### TEXT SEGMENT
|---|

BOOK REVIEW
Calculating the Weather
Brian Hayes
The Emergence of Numerical Weather Prediction: Richardson's
Dream. Peter Lynch xii + 279 pp. Cambridge University Press,
2006. $75.
Lewis Fry Richardson was a meteorologist who made only one weather
forecast, some 80 years ago, and it was utterly wrong. This might
seem a dubious claim to fame, but Richardson was a key figure in the
development of modern forecasting methods, and his ideas are in use
every day in weather offices around the world. Peter Lynch of
University College Dublin now gives us a careful analysis and
reconstruction of Richardson's famous forecast. He finds the source
of the fatal error, and even fixes it!
In Richardson's era, weather prediction was based mainly on a
historical or analogical scheme. Meteorologists would gather reports
of current conditions and draw up charts showing geographic patterns
of barometric pressure, wind, temperature and other variables. Then
they'd look for earlier occasions when similar patterns occurred and
try to make inferences about future developments from what happened
in the past.

|---|

### WHAT IS BEING ASKED
According to the book review, what was weather prediction mainly based on in Richardson's era? The entries after this review are separate material.

### DATA PROVIDED
|---|

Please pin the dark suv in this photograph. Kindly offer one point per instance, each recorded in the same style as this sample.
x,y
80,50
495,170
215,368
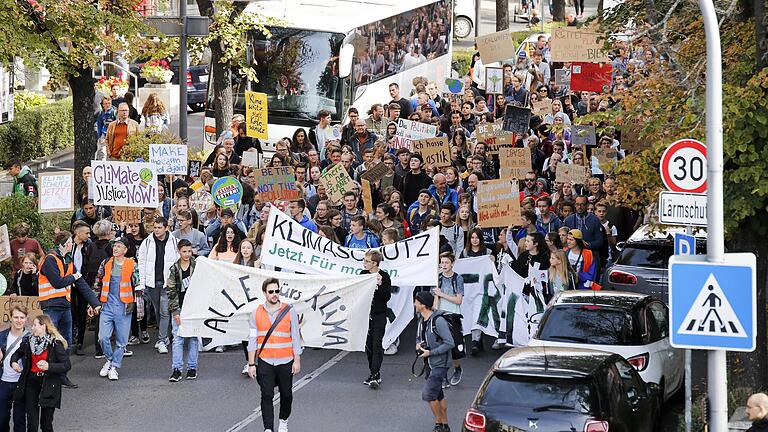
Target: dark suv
x,y
557,389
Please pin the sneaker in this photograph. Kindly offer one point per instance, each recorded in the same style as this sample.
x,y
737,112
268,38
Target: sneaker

|---|

### OUTPUT BELOW
A historical or analogical scheme.